La visita a Barcelona de Pedro Sánchez -relámpago, sin anunciar- fue noticia sobre todo por lo que no sucedió: el presidente del Gobierno en funciones pasó unas horas en la ciudad y no se vio con ningún dirigente político catalán, ni el president de la Generalitat, Quim Torra, ni la alcaldesa, Ada Colau, con la que sí conversó unos minutos por teléfono. Sánchez visitó a agentes del orden hospitalizados y vivió de primera mano la tensión que se vive en Cataluña: en el hospital de Sant Pau escuchó cánticos a favor de la libertad de los políticos presos. Es cierto que el diálogo político es imprescindible para buscar una salida a la grave crisis catalana, y que esta es mucho más que un asunto de desorden público y un problema de convivencia entre catalanes, que es como Sánchez la aborda. Pero también es verdad que el célebre «momentum» del que hablaba el independentismo antes de la sentencia del Tribunal Supremo pasaba por generar una situación de tensión que forzara al Gobierno a negociar con la Generalitat. Ningún Ejecutivo puede aceptar un diálogo de este tipo. En estos momentos no se dan las circunstancias para entablar un diálogo dentro de la legalidad y el marco constitucional, como ha defendido Sánchez desde que llegó a La Moncloa. Y menos aún si Torra no da el paso de condenar de forma inequívoca la violencia.

→ **TAREA A REALIZAR**
En el texto sobre la visita de Pedro Sánchez a Barcelona, ¿qué escuchó el presidente en el hospital de Sant Pau? El material no interviene en esto.

[Descripciones de regiones en lenguaje natural]
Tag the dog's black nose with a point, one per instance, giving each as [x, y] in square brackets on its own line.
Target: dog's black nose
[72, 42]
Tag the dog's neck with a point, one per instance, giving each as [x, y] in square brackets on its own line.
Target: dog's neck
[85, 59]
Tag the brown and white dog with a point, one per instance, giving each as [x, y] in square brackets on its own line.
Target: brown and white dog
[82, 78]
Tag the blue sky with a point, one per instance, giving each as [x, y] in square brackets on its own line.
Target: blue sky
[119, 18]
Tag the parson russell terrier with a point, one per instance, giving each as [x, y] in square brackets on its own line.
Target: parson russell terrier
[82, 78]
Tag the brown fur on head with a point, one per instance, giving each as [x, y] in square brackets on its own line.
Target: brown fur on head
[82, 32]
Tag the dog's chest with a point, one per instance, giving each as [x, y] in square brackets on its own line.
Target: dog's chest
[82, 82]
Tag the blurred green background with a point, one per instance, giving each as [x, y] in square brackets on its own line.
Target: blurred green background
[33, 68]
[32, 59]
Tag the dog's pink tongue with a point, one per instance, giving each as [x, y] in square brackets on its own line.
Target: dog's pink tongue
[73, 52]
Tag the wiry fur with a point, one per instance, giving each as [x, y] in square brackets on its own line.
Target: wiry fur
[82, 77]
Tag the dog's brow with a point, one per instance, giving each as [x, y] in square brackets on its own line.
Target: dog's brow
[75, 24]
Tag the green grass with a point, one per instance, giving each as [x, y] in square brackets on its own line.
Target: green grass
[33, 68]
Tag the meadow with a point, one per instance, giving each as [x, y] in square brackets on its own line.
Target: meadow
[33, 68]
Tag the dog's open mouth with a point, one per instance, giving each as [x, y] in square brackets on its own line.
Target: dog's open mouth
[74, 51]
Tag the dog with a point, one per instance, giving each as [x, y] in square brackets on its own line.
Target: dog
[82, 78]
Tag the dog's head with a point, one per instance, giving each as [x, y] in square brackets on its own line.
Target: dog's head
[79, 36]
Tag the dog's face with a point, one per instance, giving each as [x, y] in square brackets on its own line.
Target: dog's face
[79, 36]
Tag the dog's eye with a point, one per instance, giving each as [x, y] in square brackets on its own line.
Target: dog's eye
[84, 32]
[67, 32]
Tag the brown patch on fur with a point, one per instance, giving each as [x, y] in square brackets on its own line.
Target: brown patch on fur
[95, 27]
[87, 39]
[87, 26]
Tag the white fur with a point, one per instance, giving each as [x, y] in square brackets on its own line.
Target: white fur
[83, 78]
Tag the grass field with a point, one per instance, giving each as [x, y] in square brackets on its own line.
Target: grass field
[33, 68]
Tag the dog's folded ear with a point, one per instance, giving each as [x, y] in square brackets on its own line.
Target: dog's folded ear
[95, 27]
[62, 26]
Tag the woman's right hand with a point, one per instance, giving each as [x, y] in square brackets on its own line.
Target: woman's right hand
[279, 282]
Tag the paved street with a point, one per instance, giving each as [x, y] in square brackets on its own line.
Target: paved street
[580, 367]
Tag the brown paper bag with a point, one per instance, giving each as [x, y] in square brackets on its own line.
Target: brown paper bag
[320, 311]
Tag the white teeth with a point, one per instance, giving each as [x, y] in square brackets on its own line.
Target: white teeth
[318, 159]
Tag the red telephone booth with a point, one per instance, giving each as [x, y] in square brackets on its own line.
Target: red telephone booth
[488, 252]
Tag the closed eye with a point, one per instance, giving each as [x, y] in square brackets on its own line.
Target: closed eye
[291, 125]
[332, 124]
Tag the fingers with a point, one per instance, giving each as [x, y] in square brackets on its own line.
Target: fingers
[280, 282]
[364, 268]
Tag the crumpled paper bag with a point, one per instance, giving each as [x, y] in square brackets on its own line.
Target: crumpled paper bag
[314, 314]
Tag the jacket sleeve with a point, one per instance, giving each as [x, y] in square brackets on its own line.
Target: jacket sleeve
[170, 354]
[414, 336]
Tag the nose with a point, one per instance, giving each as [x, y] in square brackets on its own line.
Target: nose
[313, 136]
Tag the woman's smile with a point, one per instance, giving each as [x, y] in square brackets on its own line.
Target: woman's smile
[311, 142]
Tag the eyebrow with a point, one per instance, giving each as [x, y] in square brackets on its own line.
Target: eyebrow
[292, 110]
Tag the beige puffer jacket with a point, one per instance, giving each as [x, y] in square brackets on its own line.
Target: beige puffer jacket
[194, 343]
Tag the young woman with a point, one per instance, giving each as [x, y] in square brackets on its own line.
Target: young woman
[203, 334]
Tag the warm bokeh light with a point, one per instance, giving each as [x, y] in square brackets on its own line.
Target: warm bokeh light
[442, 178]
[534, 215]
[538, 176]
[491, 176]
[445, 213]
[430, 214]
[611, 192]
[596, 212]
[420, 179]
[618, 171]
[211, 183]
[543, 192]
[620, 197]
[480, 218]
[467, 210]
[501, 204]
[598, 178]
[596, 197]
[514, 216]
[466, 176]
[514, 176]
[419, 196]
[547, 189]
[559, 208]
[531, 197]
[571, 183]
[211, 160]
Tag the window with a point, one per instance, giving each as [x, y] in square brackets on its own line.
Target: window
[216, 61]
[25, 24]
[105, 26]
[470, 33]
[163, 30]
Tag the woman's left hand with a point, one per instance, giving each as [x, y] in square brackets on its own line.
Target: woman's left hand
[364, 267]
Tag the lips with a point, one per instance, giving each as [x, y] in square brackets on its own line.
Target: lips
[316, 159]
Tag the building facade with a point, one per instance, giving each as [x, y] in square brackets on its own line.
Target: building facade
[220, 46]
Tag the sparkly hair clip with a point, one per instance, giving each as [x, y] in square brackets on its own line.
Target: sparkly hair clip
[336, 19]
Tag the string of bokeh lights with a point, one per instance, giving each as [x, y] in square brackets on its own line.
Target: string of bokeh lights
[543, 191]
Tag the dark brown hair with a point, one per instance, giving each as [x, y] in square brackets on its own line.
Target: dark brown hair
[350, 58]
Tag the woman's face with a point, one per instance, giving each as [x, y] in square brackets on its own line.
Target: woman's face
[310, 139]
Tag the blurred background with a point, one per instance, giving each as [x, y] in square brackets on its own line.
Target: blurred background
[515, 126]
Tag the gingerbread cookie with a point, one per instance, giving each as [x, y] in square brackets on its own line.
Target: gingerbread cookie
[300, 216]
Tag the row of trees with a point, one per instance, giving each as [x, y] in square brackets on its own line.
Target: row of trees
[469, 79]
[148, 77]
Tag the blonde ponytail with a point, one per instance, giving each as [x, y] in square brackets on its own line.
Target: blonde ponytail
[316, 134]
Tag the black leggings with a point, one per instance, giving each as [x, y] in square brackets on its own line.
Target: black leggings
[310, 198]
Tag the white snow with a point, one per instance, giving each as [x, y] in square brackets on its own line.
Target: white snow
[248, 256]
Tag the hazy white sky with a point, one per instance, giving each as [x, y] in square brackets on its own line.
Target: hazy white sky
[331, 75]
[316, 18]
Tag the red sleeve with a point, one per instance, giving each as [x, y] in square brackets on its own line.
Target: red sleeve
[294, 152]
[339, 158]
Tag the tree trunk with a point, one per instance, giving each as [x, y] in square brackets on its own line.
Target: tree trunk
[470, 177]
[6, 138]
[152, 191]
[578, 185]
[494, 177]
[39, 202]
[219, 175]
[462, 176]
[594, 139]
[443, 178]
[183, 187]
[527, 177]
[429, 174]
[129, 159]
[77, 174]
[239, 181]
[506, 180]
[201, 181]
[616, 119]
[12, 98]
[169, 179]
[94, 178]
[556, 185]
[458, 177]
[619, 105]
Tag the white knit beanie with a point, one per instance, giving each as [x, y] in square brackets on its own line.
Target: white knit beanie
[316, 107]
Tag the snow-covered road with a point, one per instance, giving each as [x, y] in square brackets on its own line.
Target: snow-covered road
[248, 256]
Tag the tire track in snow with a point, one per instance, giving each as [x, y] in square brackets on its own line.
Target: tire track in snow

→ **RESPUESTA ESCRITA**
Cánticos a favor de la libertad de los políticos presos.